↓↓↓
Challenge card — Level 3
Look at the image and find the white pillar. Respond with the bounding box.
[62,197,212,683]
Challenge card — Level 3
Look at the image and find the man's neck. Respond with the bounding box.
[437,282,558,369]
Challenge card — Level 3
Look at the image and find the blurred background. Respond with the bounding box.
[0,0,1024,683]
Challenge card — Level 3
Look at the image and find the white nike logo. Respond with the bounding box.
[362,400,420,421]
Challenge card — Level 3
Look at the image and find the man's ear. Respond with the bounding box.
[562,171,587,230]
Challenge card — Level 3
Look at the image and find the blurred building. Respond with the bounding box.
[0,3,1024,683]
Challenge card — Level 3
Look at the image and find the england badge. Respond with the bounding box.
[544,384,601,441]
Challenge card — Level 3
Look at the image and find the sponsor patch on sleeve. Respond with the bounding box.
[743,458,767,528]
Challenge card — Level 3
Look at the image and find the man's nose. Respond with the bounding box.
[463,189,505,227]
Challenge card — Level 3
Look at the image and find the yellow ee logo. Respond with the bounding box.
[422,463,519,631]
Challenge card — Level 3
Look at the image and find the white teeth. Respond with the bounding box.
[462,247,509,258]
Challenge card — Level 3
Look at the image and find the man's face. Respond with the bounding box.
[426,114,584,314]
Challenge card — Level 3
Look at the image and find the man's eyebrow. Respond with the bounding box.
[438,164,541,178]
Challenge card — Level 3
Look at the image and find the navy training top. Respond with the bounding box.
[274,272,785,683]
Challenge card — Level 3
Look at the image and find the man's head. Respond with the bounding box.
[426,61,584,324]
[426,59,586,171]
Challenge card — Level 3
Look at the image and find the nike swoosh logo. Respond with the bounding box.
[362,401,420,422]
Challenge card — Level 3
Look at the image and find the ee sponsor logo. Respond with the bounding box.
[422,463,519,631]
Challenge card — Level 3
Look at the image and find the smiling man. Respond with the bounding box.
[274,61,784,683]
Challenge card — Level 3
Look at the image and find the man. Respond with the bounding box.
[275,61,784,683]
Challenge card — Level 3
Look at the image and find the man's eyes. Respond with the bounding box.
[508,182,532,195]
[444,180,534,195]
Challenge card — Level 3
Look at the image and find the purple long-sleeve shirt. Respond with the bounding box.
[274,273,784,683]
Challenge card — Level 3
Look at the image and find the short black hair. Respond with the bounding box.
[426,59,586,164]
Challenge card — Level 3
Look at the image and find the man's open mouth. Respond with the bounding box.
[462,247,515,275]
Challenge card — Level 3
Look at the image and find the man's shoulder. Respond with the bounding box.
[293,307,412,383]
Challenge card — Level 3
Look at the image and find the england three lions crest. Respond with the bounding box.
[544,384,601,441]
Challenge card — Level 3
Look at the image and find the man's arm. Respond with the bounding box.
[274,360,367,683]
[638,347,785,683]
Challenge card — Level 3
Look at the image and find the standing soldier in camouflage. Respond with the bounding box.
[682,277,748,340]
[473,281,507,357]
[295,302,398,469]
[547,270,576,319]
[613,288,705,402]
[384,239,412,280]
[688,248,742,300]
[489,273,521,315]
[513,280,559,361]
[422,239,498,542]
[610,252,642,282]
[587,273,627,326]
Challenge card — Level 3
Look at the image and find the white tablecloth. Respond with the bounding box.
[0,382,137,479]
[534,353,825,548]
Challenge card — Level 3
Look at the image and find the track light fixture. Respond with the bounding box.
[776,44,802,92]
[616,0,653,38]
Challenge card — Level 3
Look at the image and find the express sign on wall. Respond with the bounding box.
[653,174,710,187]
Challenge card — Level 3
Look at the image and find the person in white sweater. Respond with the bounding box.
↑↑↑
> [WHAT IS ASKED]:
Please pull out every line that contains the word "logo", matching case exactly.

> [RESPONSE TO THE EXERCISE]:
Look at the image and find the white nike logo. Respond with the bounding box.
Look at the image and find the yellow ee logo. Respond with the bounding box.
Look at the image and find the nike swoosh logo. Respond with the bounding box.
Look at the image and find the ee sponsor logo. Respond with the bounding box.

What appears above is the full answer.